══ AVAILABLE DATA

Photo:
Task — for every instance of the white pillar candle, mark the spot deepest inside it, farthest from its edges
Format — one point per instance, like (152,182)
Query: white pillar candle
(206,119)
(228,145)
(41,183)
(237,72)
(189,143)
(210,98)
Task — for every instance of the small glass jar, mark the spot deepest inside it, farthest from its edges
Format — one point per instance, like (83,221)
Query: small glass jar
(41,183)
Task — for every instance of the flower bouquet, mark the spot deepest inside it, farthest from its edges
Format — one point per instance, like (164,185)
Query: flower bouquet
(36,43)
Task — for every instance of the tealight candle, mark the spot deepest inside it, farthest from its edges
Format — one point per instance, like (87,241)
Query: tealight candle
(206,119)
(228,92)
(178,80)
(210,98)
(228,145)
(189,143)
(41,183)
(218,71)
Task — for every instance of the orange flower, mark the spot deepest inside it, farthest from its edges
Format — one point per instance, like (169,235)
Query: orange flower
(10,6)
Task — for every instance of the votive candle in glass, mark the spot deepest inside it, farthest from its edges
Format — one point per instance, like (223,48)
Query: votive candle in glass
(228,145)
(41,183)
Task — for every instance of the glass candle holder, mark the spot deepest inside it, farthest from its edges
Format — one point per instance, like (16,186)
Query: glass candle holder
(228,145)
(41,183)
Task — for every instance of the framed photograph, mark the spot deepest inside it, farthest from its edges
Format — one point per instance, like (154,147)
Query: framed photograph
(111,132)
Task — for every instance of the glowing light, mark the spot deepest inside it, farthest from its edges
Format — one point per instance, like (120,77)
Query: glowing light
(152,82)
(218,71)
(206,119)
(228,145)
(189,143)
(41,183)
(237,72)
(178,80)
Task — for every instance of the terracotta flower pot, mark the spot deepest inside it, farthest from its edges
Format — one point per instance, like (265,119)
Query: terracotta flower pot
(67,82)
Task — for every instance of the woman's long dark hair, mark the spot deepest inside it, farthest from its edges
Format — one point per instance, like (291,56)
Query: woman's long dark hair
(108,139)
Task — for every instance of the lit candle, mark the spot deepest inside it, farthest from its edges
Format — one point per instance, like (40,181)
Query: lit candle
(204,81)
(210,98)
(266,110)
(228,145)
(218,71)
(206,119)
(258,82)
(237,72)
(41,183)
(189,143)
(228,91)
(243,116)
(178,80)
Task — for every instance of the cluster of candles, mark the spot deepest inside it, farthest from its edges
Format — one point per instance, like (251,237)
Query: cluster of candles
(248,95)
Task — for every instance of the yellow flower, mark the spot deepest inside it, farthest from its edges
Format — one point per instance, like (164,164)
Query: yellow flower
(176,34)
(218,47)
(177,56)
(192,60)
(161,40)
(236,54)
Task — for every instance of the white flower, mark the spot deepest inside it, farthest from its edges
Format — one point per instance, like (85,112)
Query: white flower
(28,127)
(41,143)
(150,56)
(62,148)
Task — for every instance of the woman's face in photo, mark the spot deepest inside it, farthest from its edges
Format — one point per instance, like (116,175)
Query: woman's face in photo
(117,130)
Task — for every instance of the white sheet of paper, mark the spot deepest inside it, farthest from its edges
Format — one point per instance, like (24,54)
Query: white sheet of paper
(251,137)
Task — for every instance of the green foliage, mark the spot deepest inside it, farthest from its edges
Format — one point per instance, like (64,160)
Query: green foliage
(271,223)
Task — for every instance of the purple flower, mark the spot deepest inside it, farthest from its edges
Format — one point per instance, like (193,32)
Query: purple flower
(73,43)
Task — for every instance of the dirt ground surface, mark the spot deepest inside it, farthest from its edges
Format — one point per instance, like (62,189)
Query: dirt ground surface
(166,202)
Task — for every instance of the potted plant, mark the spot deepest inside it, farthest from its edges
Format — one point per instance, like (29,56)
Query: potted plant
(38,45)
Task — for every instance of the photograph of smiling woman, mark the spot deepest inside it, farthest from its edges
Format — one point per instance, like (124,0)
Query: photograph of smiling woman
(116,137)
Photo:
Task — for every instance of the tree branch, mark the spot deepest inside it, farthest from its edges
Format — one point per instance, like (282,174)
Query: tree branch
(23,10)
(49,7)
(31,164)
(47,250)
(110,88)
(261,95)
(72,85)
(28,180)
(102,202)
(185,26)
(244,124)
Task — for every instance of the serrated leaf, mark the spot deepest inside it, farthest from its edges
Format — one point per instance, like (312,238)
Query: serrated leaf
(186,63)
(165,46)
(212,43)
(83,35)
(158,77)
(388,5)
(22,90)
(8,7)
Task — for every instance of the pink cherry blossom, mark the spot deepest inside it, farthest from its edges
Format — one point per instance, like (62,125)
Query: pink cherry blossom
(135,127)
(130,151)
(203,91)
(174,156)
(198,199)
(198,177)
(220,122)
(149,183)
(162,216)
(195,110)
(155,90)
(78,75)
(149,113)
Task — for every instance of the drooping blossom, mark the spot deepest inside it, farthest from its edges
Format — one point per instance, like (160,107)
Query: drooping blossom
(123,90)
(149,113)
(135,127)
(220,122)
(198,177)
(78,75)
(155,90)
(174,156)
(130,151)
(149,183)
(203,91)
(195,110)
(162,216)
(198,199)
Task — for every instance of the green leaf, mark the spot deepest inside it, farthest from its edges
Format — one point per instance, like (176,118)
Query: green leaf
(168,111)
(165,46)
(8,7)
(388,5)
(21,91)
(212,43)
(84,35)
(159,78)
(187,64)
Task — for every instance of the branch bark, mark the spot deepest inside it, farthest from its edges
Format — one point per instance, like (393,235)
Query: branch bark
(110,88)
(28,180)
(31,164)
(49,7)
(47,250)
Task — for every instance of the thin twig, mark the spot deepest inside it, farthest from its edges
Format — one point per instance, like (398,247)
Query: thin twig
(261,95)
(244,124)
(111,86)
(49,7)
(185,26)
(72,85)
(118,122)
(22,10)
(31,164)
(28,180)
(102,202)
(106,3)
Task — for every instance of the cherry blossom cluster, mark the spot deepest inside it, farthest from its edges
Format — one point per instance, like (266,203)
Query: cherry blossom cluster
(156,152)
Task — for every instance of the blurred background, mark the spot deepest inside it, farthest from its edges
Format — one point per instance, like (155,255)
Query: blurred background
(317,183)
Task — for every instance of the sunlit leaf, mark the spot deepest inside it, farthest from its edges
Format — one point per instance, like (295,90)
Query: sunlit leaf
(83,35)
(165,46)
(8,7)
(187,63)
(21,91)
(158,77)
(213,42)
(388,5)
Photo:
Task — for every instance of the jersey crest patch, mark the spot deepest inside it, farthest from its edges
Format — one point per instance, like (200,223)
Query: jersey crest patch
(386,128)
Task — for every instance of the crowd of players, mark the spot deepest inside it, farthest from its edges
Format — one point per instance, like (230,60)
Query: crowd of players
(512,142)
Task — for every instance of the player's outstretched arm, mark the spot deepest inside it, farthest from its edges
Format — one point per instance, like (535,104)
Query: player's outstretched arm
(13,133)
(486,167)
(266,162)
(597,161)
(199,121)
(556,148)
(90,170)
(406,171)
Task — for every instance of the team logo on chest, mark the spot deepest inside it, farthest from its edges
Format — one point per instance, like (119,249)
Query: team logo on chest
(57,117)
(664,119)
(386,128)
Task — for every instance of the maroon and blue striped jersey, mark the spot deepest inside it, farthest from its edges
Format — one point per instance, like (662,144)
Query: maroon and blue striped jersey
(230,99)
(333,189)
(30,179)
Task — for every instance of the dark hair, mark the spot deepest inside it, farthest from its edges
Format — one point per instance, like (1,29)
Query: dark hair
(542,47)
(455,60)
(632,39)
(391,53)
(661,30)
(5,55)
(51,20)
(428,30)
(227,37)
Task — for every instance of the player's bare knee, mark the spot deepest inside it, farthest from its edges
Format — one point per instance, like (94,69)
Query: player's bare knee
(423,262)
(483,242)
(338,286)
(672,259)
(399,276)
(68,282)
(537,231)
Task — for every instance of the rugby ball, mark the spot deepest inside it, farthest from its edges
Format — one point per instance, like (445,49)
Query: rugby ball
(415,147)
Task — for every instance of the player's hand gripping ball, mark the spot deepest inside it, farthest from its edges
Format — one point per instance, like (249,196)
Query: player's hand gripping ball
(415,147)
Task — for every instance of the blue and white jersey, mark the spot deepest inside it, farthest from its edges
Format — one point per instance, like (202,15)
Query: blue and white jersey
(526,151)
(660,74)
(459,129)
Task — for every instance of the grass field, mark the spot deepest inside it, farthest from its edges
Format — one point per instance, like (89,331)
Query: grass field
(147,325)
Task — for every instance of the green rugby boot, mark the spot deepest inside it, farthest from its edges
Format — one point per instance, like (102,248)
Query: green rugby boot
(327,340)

════

**THE REQUEST**
From the line holding "Task — for every instance of the dark" through the last line above, reproduce each line exactly and add nothing.

**RESPONSE**
Task — for every instance of the dark hair, mark the spot deepest inside it, farthest from its edges
Format — one point per instance, like (1,29)
Query: dark hair
(542,47)
(455,60)
(632,39)
(391,53)
(661,30)
(5,55)
(51,20)
(428,30)
(227,37)
Task — for every instance of the player's bare knee, mark the spot deepest inside it, farthest from its edges
Format — one point per instance, like (94,69)
Query: player's bare knee
(423,262)
(483,242)
(338,286)
(672,259)
(399,276)
(68,282)
(537,231)
Task — for every instance of the rugby ball, mark the spot deepest inside it, farthest from its edges
Format — one point per instance, like (445,49)
Query: rugby ball
(415,147)
Task — for every instance of the player's hand gripping ball, mark the spot deepest inside it, farthest from its edges
Format — one point per instance, like (249,196)
Query: player's hand gripping ball
(415,147)
Task — for every instance of the blue and white jersey, mark the spot deepest inside it, farthest from its edges
Format — one point per instance, like (202,15)
Query: blue and white jersey
(526,151)
(660,74)
(459,129)
Task — for every instance of the grass field, mark the spot deepest inside it, farthest from its edges
Format — one point per instance, like (89,331)
Query: grass field
(147,325)
Task — for every instance of the green rugby boot, mark the spot deepest inside it, farthest from its edges
Format — one point per instance, like (102,248)
Query: green rugby boot
(327,340)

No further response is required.